══ Page text ══

In February, 1942, three months after Pearl Harbor, the United States took unprecedented action directed at its own population. Executive Order 9066 and Civilian Exclusion Order 5 decreed that over 120,000 Japanese Americans be removed from their homes in the "western defense zone" of the United States, and incarcerated in ten "internment" camps, which were located in isolated areas of Utah, Montana, Arkansas, Arizona, California, Colorado, and Idaho. These ten camps functioned as prison cities, with populations of 10,000 to 18,000 people in each camp.
With the bombing of Pearl Harbor, the Japanese Americans in America were no longer seen by other Americans as industrious, immigrant neighbors but were transformed into enemy aliens overnight. There were no trials, no hearings to prove innocence or guilt. They were assumed to be the enemy and made prisoners, indefinitely incarcerated because of their race. Successful Japanese-Americans were informed that, according to Civilian Exclusion Order 5, they were required to liquidate all property, including homes, real estate, business holdings, and anything else that they could not carry themselves into the prison camps.
They lost their homes, property, and communities. Families were separated. After the war there was a long silence because of their shame and guilt, not unlike the victims of the holocaust.
The work "American concentration camps" is about a collective memory of the camps that "interned" 120,000 Japanese Americans during World War II without trial. Its memories are about the reconstruction of that time and space fifty years later. It is about transition of the immigrant Japanese American people caught between two countries at war; people caught without a country that would claim them as their own. It is about their collective voices and memories of that displacement, and it is about the quiet silence that surrounds the land, those prison cities, and that time.

═══
══ Given information ══

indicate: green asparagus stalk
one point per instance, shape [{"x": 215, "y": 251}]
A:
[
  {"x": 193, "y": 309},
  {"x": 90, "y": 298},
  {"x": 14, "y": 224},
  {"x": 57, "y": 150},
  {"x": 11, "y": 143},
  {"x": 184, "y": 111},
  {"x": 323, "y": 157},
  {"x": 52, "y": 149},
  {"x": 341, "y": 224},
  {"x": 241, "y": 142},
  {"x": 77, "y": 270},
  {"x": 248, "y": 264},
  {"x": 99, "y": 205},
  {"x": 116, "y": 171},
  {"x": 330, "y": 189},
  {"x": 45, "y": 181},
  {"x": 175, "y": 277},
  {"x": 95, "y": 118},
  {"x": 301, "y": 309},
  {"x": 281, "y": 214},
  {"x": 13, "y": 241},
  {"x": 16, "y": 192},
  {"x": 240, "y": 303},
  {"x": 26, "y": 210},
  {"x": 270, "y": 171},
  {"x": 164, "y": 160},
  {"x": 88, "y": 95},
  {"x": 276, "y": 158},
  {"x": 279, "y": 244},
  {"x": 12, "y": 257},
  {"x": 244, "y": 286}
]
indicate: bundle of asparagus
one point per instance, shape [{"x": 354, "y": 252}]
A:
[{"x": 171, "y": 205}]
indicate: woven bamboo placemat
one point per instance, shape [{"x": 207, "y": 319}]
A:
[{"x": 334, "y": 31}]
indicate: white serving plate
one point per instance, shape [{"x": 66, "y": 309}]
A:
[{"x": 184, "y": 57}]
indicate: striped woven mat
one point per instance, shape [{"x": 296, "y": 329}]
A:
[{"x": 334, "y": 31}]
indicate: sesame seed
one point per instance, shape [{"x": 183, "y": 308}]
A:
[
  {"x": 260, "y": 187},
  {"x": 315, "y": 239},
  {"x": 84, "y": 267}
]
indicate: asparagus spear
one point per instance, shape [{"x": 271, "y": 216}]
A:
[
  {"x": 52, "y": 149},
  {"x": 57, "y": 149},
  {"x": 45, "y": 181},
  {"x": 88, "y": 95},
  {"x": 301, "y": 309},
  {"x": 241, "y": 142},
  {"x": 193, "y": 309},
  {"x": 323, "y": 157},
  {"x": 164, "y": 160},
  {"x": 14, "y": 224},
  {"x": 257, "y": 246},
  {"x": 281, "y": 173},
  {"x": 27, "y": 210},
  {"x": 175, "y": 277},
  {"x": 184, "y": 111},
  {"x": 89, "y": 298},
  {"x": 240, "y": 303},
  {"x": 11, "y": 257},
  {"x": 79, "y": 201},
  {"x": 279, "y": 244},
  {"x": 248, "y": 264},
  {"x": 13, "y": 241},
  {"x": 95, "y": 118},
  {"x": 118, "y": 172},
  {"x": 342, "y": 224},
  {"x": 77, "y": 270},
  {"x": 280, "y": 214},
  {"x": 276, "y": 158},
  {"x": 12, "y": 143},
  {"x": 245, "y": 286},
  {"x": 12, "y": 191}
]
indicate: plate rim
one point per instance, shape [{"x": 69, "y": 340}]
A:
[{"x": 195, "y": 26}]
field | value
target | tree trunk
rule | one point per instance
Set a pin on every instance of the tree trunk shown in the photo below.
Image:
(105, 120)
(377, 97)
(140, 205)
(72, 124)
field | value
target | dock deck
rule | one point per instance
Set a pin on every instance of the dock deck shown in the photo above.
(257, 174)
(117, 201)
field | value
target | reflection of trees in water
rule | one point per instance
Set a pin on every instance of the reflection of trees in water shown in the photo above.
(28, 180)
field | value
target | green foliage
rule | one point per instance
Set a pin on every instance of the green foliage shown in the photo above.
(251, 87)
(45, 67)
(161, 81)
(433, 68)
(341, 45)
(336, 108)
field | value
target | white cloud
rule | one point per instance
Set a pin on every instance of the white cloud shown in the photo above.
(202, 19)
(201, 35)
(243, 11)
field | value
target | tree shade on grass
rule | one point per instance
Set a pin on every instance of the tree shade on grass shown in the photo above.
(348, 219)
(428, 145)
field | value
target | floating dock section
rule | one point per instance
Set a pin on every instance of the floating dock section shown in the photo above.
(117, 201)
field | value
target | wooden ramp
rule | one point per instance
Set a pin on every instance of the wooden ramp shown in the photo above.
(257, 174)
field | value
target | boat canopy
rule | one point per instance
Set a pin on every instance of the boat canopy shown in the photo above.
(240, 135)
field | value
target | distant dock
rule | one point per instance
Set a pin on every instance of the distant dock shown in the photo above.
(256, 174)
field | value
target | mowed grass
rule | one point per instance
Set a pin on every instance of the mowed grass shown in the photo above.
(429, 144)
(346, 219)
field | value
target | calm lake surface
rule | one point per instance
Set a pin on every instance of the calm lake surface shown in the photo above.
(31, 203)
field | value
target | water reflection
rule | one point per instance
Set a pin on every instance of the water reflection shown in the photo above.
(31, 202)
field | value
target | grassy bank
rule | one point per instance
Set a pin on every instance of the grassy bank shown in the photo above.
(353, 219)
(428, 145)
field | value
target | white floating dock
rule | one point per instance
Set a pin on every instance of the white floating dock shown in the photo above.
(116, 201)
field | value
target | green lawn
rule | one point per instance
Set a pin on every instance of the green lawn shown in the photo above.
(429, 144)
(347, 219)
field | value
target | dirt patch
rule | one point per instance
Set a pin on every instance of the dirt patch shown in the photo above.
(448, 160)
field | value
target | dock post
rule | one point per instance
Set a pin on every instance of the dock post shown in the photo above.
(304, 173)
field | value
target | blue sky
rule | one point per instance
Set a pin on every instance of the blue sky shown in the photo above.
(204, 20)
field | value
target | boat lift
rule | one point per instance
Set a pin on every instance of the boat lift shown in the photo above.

═══

Things to do =>
a) Please check whether each statement agrees with the text on the Japanese American camps. Answer yes or no for each, and quote the words of the text that decide it.
(i) Idaho was one of the states where the camps were located.
(ii) Each camp held fewer than 10,000 people.
(iii) Hearings were held to determine the guilt of those removed.
b) Carry on the text on the Japanese American camps, starting after its final sentence.

Responses for each task =>
a)
(i) Yes: "located in isolated areas of Utah, Montana, Arkansas, Arizona, California, Colorado, and Idaho."
(ii) No: "with populations of 10,000 to 18,000 people in each camp."
(iii) No: "There were no trials, no hearings to prove innocence or guilt."

b)
Almost fifty years later, Presidents Clinton and Reagan have issued letters of apology to the camp survivors that are still living. Collective voices now reach beneath the surface of the stereotypical Japanese American image of passive acceptance, "gamman" ("endurance"), "shikata ga nai" ("it cannot be helped"), and survival. Their voices call out beyond anger and memory.
The French theorist Michel Foucault noted that nineteenth century prison architectural plans were often based on the panoptican, where one prison guard can see all of the prisoners in their separate cells. Such a space exudes hierarchy and control. These photographs of the concentration camps are about a mapping of space. The viewer can instantly see a 360 degree panoramic view which would otherwise circle around her, thus the viewer becomes both prisoner and guard within the photograph's memory. The camera's eye records a panoptic space, an impossible two-dimensional space composed of overlapping cubist images. From over 100 images, sequential fragments make up one panoramic photo collage, extended and stretched like a warped shoji screen. They present the gestalt of looking at many fractured images and seeing a unified whole. These photographs confront the viewer with the beauty of the natural landscape and ironically withthe history and memory of the land.